### Source
# 14 Logical vectors

You are reading the work-in-progress second edition of R for Data Science. This chapter should be readable but is currently undergoing final polishing. You can find the complete first edition at https://r4ds.had.co.nz.

## 14.1 Introduction

In this chapter, you’ll learn tools for working with logical vectors. Logical vectors are the simplest type of vector because each element can only be one of three possible values: `TRUE`

, `FALSE`

, and `NA`

. It’s relatively rare to find logical vectors in your raw data, but you’ll create and manipulate in the course of almost every analysis.

We’ll begin by discussing the most common way of creating logical vectors: with numeric comparisons. Then you’ll learn about how you can use use Boolean algebra to combine different logical vectors, as well some useful summaries. We’ll finish off with some tools for making conditional changes, and a cool hack for turning logical vectors into groups.

### Data records
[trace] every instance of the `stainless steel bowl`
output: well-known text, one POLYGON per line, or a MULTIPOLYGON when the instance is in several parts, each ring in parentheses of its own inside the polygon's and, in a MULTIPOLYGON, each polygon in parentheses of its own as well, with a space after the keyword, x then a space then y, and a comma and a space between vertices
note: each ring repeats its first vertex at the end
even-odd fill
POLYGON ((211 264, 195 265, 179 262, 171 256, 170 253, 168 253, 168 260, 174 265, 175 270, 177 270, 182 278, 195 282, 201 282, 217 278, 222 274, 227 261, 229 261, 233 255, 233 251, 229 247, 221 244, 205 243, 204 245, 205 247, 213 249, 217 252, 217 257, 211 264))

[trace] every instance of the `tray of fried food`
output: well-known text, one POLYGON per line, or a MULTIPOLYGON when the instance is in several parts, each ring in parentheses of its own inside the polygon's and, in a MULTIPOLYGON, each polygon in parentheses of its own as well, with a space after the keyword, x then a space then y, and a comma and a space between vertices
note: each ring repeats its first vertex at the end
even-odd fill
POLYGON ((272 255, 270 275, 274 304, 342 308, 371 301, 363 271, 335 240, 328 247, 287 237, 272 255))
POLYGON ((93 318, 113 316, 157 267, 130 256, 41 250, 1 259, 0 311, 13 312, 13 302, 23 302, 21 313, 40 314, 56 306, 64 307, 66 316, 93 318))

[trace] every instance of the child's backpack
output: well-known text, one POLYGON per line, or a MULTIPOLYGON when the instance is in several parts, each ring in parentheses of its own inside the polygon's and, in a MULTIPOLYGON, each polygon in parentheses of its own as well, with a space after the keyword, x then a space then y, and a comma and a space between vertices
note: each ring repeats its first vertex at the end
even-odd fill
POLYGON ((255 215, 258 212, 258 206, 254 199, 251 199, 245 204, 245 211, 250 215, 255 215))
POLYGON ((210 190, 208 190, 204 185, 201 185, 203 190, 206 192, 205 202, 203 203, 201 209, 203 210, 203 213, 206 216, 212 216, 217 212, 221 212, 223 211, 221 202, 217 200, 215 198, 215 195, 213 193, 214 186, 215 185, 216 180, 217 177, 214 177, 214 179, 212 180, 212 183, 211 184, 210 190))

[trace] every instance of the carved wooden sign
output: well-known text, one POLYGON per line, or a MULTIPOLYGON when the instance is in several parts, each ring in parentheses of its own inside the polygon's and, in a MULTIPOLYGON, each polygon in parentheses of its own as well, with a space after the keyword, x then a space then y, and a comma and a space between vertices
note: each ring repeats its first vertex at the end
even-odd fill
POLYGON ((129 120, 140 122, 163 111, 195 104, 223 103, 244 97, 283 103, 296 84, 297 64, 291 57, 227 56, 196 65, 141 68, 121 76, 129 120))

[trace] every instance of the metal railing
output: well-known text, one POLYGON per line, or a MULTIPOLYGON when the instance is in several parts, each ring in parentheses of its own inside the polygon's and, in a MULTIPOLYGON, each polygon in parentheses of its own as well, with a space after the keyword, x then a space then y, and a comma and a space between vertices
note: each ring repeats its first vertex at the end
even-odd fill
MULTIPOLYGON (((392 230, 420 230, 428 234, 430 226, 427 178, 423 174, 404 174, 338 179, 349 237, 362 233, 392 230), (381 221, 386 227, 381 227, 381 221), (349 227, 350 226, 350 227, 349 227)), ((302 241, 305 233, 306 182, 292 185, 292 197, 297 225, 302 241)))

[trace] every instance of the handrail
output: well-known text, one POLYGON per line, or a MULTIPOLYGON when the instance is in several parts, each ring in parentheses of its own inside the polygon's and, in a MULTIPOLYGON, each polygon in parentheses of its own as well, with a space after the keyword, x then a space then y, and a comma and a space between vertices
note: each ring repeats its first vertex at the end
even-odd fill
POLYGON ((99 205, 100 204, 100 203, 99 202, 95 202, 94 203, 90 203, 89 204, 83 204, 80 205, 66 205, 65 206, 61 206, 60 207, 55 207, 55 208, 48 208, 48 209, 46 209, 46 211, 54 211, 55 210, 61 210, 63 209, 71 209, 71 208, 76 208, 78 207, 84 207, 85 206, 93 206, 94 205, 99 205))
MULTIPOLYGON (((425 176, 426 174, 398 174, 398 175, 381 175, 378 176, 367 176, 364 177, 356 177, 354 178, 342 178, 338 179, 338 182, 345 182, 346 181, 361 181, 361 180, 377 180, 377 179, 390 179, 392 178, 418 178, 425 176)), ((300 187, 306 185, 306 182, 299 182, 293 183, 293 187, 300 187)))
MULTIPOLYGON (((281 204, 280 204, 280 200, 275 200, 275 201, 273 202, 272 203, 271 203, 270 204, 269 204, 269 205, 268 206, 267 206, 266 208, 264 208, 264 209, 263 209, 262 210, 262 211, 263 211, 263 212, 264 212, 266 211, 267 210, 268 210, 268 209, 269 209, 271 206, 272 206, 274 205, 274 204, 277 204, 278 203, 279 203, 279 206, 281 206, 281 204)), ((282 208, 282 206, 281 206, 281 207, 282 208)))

### Written task 1
In the logical vectors chapter, what is the most common way of creating logical vectors?
### Written task 2
Rewrite the logical vectors chapter passage starting at "In this chapter, you’ll" and ending at "almost every analysis.", with "raw data" changed to "input data".

### Response 1
With numeric comparisons.

### Response 2
In this chapter, you’ll learn tools for working with logical vectors. Logical vectors are the simplest type of vector because each element can only be one of three possible values: `TRUE`

, `FALSE`

, and `NA`

. It’s relatively rare to find logical vectors in your input data, but you’ll create and manipulate in the course of almost every analysis.